'''

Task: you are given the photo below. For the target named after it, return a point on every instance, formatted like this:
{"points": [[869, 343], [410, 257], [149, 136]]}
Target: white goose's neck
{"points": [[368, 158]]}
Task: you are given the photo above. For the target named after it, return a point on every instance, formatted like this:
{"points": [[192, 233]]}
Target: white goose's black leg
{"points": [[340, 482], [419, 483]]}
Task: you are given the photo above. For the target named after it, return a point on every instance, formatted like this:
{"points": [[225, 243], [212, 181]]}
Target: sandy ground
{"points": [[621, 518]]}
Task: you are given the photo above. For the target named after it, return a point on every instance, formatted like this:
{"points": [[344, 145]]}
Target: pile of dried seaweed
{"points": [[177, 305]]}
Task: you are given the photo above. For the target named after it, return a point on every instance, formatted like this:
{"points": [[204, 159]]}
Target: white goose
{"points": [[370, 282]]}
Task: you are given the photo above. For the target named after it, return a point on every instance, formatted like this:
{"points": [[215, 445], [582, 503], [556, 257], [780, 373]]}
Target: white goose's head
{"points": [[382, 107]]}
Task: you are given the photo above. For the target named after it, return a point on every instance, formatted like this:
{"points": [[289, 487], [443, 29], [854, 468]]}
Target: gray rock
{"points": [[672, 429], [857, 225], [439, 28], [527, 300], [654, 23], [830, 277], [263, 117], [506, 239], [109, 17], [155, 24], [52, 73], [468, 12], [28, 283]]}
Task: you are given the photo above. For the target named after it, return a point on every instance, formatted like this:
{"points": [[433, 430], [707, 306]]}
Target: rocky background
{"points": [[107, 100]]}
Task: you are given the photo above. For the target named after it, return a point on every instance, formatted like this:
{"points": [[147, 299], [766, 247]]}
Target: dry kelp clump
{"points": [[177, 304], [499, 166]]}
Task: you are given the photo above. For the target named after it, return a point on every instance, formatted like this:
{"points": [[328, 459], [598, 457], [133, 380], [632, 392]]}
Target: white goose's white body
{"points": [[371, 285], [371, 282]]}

'''

Each record must appear again, word for word.

TASK OUTPUT –
Task: you are given the photo below. For the target named after it, return a point on every instance, formatted like this:
{"points": [[869, 343], [410, 257], [149, 136]]}
Target: white goose's neck
{"points": [[368, 158]]}
Task: you are given the photo above. For the target named after it, return a point on every instance, formatted like this:
{"points": [[192, 233]]}
Target: white goose's black leg
{"points": [[340, 482], [419, 483]]}
Task: you are given the photo above. For the target named after it, return a point on every instance, formatted like this:
{"points": [[225, 243], [212, 181]]}
Target: sandy ground
{"points": [[621, 518]]}
Task: you are given the photo above. For the target named after it, return a point on every instance, formatted like this:
{"points": [[344, 145]]}
Target: pile of dried seaweed
{"points": [[177, 305]]}
Task: you are given the photo above. For the target named after it, return a point on every instance, formatted like this:
{"points": [[204, 159]]}
Target: white goose
{"points": [[370, 282]]}
Task: you are given the photo above. For the target named after it, return a point on every instance, formatted like this:
{"points": [[215, 445], [582, 503], [556, 257], [780, 373]]}
Target: white goose's head
{"points": [[382, 107]]}
Task: you are given the photo above. For the target named after it, return a point on every instance, formatted like this:
{"points": [[289, 487], [443, 29], [854, 468]]}
Target: gray rock
{"points": [[672, 429], [857, 225], [439, 28], [527, 300], [654, 23], [830, 277], [263, 117], [506, 239], [109, 17], [155, 24], [52, 73], [468, 12], [28, 283]]}
Task: you are given the photo above. For the target named after it, return a point on every instance, formatted like this:
{"points": [[433, 430], [707, 306]]}
Target: rocky background
{"points": [[107, 100]]}
Task: you are given the photo above. For the target named after it, return a point on every instance, formatted like this:
{"points": [[147, 299], [766, 247]]}
Target: dry kelp clump
{"points": [[177, 304], [499, 166]]}
Task: you are given the photo above. For the target named after it, return a point on every instance, formatted like this:
{"points": [[328, 459], [598, 457], [133, 380], [632, 392]]}
Target: white goose's white body
{"points": [[371, 285], [371, 282]]}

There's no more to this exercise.